◆ ENUNCIADO DEL EJERCICIO:
Localiza en las entradas cada línea que contenga la palabra "beanie" y cópiala completa. Ten en cuenta que se distingue entre mayúsculas y minúsculas.

○ ○ ○ ○

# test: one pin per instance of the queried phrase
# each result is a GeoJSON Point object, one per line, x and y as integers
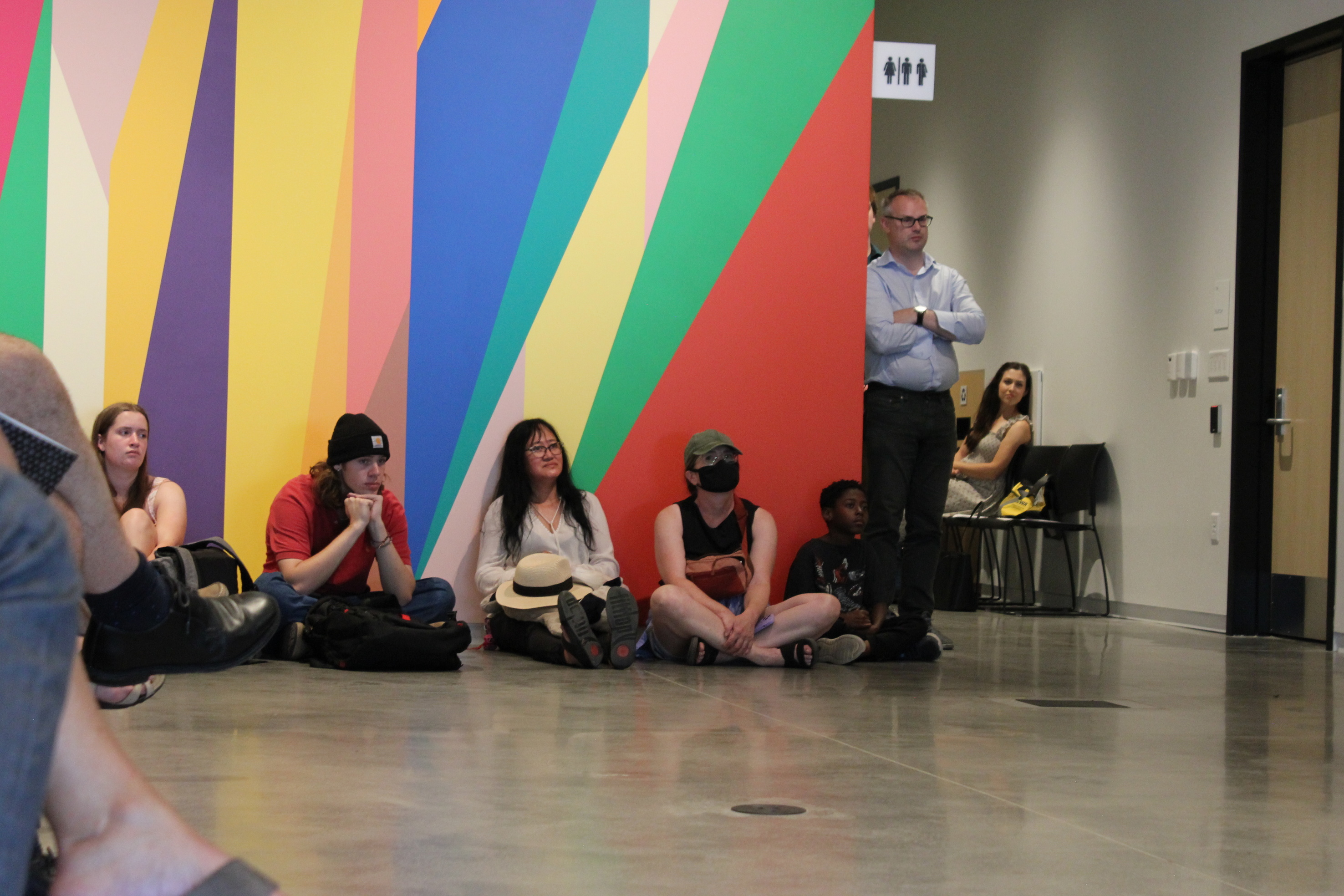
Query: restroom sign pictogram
{"type": "Point", "coordinates": [902, 70]}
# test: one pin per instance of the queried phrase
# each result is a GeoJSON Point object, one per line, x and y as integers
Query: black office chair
{"type": "Point", "coordinates": [1073, 489]}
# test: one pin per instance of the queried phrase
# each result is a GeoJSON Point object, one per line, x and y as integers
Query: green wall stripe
{"type": "Point", "coordinates": [23, 204]}
{"type": "Point", "coordinates": [772, 64]}
{"type": "Point", "coordinates": [606, 77]}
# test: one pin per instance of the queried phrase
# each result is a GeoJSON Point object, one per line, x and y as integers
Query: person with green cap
{"type": "Point", "coordinates": [715, 553]}
{"type": "Point", "coordinates": [330, 526]}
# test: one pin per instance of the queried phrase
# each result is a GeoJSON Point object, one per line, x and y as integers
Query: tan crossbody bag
{"type": "Point", "coordinates": [725, 575]}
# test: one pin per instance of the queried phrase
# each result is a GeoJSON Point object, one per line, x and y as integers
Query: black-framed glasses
{"type": "Point", "coordinates": [542, 450]}
{"type": "Point", "coordinates": [924, 221]}
{"type": "Point", "coordinates": [721, 456]}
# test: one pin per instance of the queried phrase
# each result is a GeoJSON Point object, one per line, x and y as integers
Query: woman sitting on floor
{"type": "Point", "coordinates": [154, 508]}
{"type": "Point", "coordinates": [1002, 426]}
{"type": "Point", "coordinates": [722, 605]}
{"type": "Point", "coordinates": [574, 617]}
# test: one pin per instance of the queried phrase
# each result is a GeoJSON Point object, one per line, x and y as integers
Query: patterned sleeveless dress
{"type": "Point", "coordinates": [964, 494]}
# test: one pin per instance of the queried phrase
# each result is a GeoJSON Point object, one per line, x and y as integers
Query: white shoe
{"type": "Point", "coordinates": [842, 651]}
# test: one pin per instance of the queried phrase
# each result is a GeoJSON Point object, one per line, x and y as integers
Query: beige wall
{"type": "Point", "coordinates": [1081, 166]}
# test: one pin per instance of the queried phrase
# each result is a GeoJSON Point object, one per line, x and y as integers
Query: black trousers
{"type": "Point", "coordinates": [894, 637]}
{"type": "Point", "coordinates": [534, 638]}
{"type": "Point", "coordinates": [909, 441]}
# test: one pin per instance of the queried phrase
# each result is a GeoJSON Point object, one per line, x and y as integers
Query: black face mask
{"type": "Point", "coordinates": [721, 477]}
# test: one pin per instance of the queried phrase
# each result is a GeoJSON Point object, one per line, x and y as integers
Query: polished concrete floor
{"type": "Point", "coordinates": [513, 777]}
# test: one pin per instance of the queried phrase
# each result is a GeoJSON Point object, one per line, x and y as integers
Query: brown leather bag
{"type": "Point", "coordinates": [725, 575]}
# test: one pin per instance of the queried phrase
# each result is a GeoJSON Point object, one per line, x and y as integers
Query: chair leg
{"type": "Point", "coordinates": [1101, 555]}
{"type": "Point", "coordinates": [1069, 562]}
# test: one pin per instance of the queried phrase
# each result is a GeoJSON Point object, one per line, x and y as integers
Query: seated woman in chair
{"type": "Point", "coordinates": [568, 609]}
{"type": "Point", "coordinates": [153, 508]}
{"type": "Point", "coordinates": [722, 605]}
{"type": "Point", "coordinates": [1002, 426]}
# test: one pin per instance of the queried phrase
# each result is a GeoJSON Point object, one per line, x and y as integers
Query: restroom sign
{"type": "Point", "coordinates": [902, 70]}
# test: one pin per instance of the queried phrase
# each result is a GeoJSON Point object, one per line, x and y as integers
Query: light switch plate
{"type": "Point", "coordinates": [1222, 303]}
{"type": "Point", "coordinates": [1219, 366]}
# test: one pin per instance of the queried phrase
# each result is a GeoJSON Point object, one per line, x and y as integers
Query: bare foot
{"type": "Point", "coordinates": [143, 851]}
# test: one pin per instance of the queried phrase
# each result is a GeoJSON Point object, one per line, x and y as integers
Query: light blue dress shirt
{"type": "Point", "coordinates": [908, 355]}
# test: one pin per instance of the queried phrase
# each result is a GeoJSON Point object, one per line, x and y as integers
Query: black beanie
{"type": "Point", "coordinates": [355, 436]}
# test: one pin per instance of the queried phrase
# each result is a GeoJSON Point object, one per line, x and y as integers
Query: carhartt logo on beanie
{"type": "Point", "coordinates": [356, 436]}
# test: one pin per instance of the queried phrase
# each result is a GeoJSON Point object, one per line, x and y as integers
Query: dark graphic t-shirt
{"type": "Point", "coordinates": [830, 569]}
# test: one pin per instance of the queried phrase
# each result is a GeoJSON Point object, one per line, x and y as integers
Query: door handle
{"type": "Point", "coordinates": [1280, 421]}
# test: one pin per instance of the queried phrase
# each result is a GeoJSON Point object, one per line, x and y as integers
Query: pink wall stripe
{"type": "Point", "coordinates": [18, 31]}
{"type": "Point", "coordinates": [675, 76]}
{"type": "Point", "coordinates": [385, 170]}
{"type": "Point", "coordinates": [100, 46]}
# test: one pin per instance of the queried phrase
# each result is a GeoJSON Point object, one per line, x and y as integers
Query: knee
{"type": "Point", "coordinates": [667, 600]}
{"type": "Point", "coordinates": [828, 605]}
{"type": "Point", "coordinates": [438, 590]}
{"type": "Point", "coordinates": [140, 531]}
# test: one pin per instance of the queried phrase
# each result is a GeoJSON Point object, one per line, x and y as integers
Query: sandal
{"type": "Point", "coordinates": [137, 695]}
{"type": "Point", "coordinates": [578, 633]}
{"type": "Point", "coordinates": [795, 657]}
{"type": "Point", "coordinates": [623, 614]}
{"type": "Point", "coordinates": [692, 653]}
{"type": "Point", "coordinates": [236, 879]}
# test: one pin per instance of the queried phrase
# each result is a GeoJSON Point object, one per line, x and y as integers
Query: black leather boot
{"type": "Point", "coordinates": [201, 635]}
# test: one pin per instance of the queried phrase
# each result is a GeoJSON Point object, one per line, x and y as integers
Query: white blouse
{"type": "Point", "coordinates": [591, 567]}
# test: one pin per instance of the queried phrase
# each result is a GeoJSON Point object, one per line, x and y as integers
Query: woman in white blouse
{"type": "Point", "coordinates": [538, 509]}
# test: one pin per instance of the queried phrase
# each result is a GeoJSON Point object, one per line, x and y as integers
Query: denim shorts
{"type": "Point", "coordinates": [650, 647]}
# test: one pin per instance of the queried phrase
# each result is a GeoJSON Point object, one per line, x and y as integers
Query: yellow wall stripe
{"type": "Point", "coordinates": [146, 173]}
{"type": "Point", "coordinates": [574, 330]}
{"type": "Point", "coordinates": [327, 401]}
{"type": "Point", "coordinates": [296, 70]}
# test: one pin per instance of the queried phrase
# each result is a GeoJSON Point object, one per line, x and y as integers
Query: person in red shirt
{"type": "Point", "coordinates": [328, 527]}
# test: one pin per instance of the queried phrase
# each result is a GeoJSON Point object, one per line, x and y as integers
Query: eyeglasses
{"type": "Point", "coordinates": [721, 456]}
{"type": "Point", "coordinates": [542, 450]}
{"type": "Point", "coordinates": [924, 221]}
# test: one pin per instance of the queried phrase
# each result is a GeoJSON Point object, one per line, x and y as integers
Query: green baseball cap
{"type": "Point", "coordinates": [706, 443]}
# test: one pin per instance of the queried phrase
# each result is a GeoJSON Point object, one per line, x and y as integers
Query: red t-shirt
{"type": "Point", "coordinates": [299, 527]}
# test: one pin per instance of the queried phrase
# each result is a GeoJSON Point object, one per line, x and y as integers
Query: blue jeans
{"type": "Point", "coordinates": [431, 602]}
{"type": "Point", "coordinates": [40, 590]}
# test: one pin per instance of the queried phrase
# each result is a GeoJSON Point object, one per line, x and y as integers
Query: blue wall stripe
{"type": "Point", "coordinates": [605, 81]}
{"type": "Point", "coordinates": [489, 98]}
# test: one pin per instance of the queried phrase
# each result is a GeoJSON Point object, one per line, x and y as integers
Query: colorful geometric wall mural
{"type": "Point", "coordinates": [636, 218]}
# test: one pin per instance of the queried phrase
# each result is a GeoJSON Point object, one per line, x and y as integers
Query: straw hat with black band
{"type": "Point", "coordinates": [538, 582]}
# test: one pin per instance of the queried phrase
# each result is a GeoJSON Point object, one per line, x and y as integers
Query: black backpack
{"type": "Point", "coordinates": [204, 563]}
{"type": "Point", "coordinates": [376, 638]}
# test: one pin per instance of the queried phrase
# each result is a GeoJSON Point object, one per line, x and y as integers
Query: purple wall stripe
{"type": "Point", "coordinates": [186, 379]}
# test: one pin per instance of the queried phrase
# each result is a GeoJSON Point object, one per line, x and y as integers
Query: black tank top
{"type": "Point", "coordinates": [701, 540]}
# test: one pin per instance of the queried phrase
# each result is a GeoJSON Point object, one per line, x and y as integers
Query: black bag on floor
{"type": "Point", "coordinates": [204, 563]}
{"type": "Point", "coordinates": [372, 638]}
{"type": "Point", "coordinates": [953, 586]}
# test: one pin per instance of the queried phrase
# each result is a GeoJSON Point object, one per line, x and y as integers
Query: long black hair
{"type": "Point", "coordinates": [990, 405]}
{"type": "Point", "coordinates": [517, 487]}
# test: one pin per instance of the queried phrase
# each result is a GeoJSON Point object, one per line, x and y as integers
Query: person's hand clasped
{"type": "Point", "coordinates": [738, 636]}
{"type": "Point", "coordinates": [377, 531]}
{"type": "Point", "coordinates": [359, 508]}
{"type": "Point", "coordinates": [856, 620]}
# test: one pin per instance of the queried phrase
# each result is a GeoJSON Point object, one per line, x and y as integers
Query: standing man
{"type": "Point", "coordinates": [917, 310]}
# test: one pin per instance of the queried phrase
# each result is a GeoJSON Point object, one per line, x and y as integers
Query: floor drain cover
{"type": "Point", "coordinates": [1076, 704]}
{"type": "Point", "coordinates": [769, 809]}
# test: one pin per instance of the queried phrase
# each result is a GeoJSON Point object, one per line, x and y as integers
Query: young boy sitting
{"type": "Point", "coordinates": [835, 563]}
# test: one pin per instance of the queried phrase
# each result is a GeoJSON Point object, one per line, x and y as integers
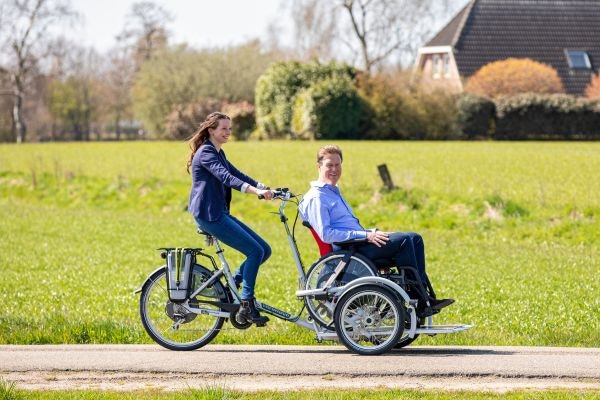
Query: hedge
{"type": "Point", "coordinates": [329, 109]}
{"type": "Point", "coordinates": [556, 117]}
{"type": "Point", "coordinates": [476, 116]}
{"type": "Point", "coordinates": [277, 87]}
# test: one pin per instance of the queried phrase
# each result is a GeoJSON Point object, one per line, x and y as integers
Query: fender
{"type": "Point", "coordinates": [138, 290]}
{"type": "Point", "coordinates": [377, 280]}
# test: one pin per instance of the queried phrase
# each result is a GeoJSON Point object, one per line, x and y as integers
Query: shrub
{"type": "Point", "coordinates": [513, 76]}
{"type": "Point", "coordinates": [403, 110]}
{"type": "Point", "coordinates": [592, 90]}
{"type": "Point", "coordinates": [329, 109]}
{"type": "Point", "coordinates": [185, 118]}
{"type": "Point", "coordinates": [279, 84]}
{"type": "Point", "coordinates": [476, 116]}
{"type": "Point", "coordinates": [533, 116]}
{"type": "Point", "coordinates": [242, 118]}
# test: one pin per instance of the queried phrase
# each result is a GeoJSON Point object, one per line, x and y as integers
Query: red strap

○ ○ ○ ○

◆ RESPUESTA DEL EJERCICIO:
Query: black beanie
Query: carhartt logo on beanie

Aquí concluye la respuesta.